— Begin MATERIAL SUPPLIED —

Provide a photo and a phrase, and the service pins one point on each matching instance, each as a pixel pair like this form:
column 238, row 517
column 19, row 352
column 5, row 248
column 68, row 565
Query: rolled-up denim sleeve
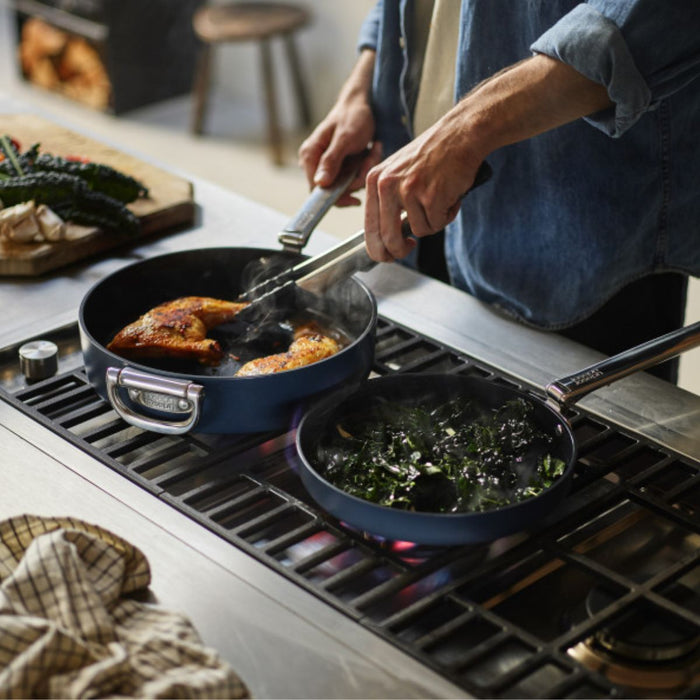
column 640, row 50
column 369, row 31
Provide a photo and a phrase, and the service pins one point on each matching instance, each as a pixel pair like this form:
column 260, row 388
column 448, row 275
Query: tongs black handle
column 319, row 273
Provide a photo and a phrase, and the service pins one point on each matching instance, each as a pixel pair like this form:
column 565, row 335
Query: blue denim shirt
column 573, row 215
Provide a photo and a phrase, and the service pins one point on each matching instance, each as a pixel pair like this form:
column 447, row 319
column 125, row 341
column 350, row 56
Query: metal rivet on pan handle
column 158, row 393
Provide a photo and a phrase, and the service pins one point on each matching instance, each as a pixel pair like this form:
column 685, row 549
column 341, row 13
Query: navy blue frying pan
column 469, row 527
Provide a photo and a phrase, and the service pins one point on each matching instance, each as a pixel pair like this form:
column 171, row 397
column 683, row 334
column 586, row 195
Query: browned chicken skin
column 309, row 345
column 177, row 329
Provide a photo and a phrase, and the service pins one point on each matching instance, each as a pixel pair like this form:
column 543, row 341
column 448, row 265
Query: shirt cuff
column 369, row 31
column 594, row 46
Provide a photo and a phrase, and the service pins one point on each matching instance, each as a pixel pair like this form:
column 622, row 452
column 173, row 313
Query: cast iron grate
column 510, row 619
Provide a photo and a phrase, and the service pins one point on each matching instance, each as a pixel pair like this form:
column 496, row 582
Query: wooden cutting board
column 170, row 202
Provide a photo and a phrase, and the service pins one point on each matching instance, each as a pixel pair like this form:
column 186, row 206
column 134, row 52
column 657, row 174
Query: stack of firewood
column 59, row 61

— End MATERIAL SUPPLIED —

The records above need to be restated word for word, with the pictures left out.

Provide a photo and a phrase, and the service pins one point on each matching instance, each as a pixel pair like this form:
column 238, row 517
column 19, row 352
column 5, row 248
column 68, row 565
Query: rolled-up denim sleeve
column 640, row 50
column 369, row 31
Provide a photo and a phrase, and the service pins one point on each matching instance, each as a pixel pair like this form:
column 260, row 388
column 448, row 275
Query: tongs black handle
column 319, row 273
Provide a photo and a phrase, and the service pins one point on each matching instance, each as a pixel pair like this form:
column 565, row 335
Query: blue denim shirt
column 573, row 215
Provide a photo and a phrase, and the service pins one point on each matching instance, each as a pixel pair like this form:
column 447, row 319
column 125, row 341
column 350, row 56
Query: metal rivet on pan handle
column 158, row 393
Provide a photo and a phrase, and the service pins one point on each matching instance, each as a pixel pair like this form:
column 685, row 549
column 341, row 13
Query: navy blue frying pan
column 469, row 527
Provide a photo and a phrase, and the service pins one point on each matching instance, each as a pixel pair like this form:
column 171, row 397
column 683, row 334
column 586, row 195
Query: browned chicken skin
column 309, row 345
column 177, row 329
Provide a photo and a phrase, and the service pins one point on each matching instance, each as a pixel pair like this form:
column 543, row 341
column 448, row 265
Query: shirt cuff
column 369, row 31
column 594, row 46
Provide a photo and a phrase, and the service pins one point on each matching instance, each as a pixel pair like this form:
column 622, row 452
column 173, row 313
Query: cast iron grate
column 510, row 619
Provide a photo and a phrase, and the service pins one point on each matching instance, each as a pixel pair like this form:
column 496, row 582
Query: wooden cutting board
column 170, row 202
Provide a photo and a phrase, and the service pins one point on each matching instance, each as a pixel pair like this form:
column 186, row 206
column 134, row 52
column 657, row 174
Query: stack of firewood
column 59, row 61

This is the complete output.